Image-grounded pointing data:
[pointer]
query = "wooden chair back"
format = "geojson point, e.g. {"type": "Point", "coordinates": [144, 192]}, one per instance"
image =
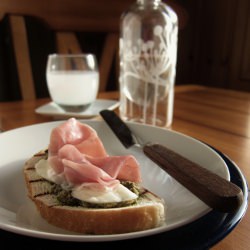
{"type": "Point", "coordinates": [65, 17]}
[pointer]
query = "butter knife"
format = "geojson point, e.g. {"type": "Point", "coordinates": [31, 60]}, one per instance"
{"type": "Point", "coordinates": [217, 192]}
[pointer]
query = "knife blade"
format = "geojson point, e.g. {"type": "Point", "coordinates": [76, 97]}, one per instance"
{"type": "Point", "coordinates": [217, 192]}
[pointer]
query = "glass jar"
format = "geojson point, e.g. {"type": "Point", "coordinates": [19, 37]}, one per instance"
{"type": "Point", "coordinates": [148, 51]}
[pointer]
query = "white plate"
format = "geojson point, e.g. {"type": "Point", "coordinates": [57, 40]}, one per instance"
{"type": "Point", "coordinates": [52, 109]}
{"type": "Point", "coordinates": [17, 213]}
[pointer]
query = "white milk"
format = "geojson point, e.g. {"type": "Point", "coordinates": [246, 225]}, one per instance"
{"type": "Point", "coordinates": [73, 87]}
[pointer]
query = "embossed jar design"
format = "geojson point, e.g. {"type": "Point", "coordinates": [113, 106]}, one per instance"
{"type": "Point", "coordinates": [148, 51]}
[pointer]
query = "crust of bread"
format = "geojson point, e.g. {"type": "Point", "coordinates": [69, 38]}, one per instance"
{"type": "Point", "coordinates": [148, 213]}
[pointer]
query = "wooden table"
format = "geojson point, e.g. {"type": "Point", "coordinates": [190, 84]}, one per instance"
{"type": "Point", "coordinates": [218, 117]}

** WORK INSTRUCTION **
Check each line of the data above for the string "wooden", and copy the ones that have it.

** RESPONSE FOR THIS EXERCISE **
query = "wooden chair back"
query = "wooden table"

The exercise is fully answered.